→ PASAJE DEL DOCUMENTO:

%%

Yo y el Padre vendremos a fijar en él nuestra morada.
Que cuando venga encuentre, pues, tu puerta abierta, ábrele tu alma, extiende
el interior de tu mente para que pueda contemplar en ella riquezas de rectitud,
tesoros de paz, suavidad de gracia. Dilata tu corazón, sal al encuentro del sol
de la luz eterna que ilumina a todo hombre. Esta luz verdadera brilla para
todos, pero el que cierra sus ventanas se priva de sí mismo de la luz eterna.
También tú, si cierras la puerta de tu alma, dejas afuera a Cristo. Aunque
tiene poder para entrar, no quiere sin embargo ser inoportuno, no quiere
obligar a la fuerza.
El salió del seno de la Virgen como el sol naciente,
para iluminar con su luz todo el orbe de la tierra. Reciben esta luz los que
desean la claridad del resplandor sin fin, aquella claridad que no irrumpe
noche alguna. En efecto, a este sol que vemos cada día suceden las tinieblas de
la noche; en cambio, el sol de justicia nunca se pone, porque a la sabiduría no
sucede la malicia.

%%

Datos de etiquetado por coordenadas:
%%

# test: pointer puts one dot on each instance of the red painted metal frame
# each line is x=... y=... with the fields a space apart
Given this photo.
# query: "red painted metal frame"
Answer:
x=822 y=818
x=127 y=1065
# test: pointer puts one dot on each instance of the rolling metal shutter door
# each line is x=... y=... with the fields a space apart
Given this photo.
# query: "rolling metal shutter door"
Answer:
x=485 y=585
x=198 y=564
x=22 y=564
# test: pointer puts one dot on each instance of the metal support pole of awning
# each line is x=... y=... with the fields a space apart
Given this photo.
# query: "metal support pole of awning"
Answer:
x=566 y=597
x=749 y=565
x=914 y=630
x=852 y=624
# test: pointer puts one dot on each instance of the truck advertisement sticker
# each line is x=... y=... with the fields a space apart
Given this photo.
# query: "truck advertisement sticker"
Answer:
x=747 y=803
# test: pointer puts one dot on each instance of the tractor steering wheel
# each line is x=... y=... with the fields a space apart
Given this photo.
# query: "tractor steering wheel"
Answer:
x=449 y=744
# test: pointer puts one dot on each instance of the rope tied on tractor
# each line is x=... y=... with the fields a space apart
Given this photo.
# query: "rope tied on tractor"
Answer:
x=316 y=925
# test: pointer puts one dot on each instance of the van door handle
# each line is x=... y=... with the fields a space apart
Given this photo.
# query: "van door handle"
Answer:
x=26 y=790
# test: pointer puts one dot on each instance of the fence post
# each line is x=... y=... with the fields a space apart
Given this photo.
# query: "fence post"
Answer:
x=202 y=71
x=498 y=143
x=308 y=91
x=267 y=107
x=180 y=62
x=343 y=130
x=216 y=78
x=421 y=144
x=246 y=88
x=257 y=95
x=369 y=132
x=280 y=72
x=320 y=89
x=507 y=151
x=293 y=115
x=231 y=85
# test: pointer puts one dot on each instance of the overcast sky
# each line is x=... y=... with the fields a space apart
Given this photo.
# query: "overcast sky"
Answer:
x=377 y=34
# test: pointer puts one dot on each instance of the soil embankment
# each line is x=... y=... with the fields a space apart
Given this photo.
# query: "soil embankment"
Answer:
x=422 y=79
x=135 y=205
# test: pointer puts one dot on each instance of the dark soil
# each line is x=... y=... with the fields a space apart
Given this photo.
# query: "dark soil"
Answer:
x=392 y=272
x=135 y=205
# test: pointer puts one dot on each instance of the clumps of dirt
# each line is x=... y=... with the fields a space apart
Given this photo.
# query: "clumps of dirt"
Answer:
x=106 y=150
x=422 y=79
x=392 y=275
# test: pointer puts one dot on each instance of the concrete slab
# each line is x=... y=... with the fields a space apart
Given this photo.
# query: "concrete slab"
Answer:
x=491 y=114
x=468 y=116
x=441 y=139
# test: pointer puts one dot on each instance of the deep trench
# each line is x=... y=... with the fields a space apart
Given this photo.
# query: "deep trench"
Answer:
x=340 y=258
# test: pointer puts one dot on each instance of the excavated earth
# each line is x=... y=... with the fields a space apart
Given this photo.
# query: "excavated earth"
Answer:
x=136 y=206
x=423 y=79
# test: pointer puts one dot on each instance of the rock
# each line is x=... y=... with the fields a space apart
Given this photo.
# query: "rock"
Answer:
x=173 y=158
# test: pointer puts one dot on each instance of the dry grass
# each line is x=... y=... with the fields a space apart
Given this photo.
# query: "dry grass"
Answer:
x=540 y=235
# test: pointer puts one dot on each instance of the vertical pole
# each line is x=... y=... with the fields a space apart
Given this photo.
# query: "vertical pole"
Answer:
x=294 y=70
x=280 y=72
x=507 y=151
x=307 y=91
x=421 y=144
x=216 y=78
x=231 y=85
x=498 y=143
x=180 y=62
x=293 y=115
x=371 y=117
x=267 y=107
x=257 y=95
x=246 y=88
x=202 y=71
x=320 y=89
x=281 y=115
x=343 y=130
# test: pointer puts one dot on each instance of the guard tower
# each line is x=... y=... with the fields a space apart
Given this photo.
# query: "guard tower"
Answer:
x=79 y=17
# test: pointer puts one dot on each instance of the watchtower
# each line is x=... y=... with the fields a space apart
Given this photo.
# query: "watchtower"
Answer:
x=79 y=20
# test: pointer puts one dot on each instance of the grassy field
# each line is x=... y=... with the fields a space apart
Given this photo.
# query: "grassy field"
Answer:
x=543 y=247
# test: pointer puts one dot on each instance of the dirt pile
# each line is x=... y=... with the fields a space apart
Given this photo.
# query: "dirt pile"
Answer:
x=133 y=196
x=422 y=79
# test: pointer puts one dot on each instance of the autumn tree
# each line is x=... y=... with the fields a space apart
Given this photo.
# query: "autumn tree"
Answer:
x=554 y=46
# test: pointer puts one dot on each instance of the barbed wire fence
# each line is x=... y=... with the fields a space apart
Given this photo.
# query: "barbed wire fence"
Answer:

%%

→ EJERCICIOS PROPUESTOS:
1 – Indica si cada afirmación concuerda con el pasaje, respondiendo sí o no y citando literalmente las palabras del pasaje que lo deciden: (a) el sol de justicia nunca se pone; (b) Cristo entra a la fuerza en el alma que le cierra la puerta; (c) la luz verdadera brilla solo para algunos.
2 – Edita los registros desde la línea que contiene "the deep trench" hasta la que contiene "x=340 y=258", ambas incluidas. Reescribe únicamente esas líneas, sustituyendo "deep" por "narrow" y sin cambiar nada más.
El pasaje y los registros son materiales independientes entre sí.

→ SOLUCIONES DESARROLLADAS:
1 –
(a) Sí: "el sol de justicia nunca se pone".
(b) No: "Aunque tiene poder para entrar, no quiere sin embargo ser inoportuno, no quiere obligar a la fuerza".
(c) No: "Esta luz verdadera brilla para todos".

2 –
# test: pointer puts one dot on each instance of the narrow trench
# each line is x=... y=... with the fields a space apart
Given this photo.
# query: "narrow trench"
Answer:
x=340 y=258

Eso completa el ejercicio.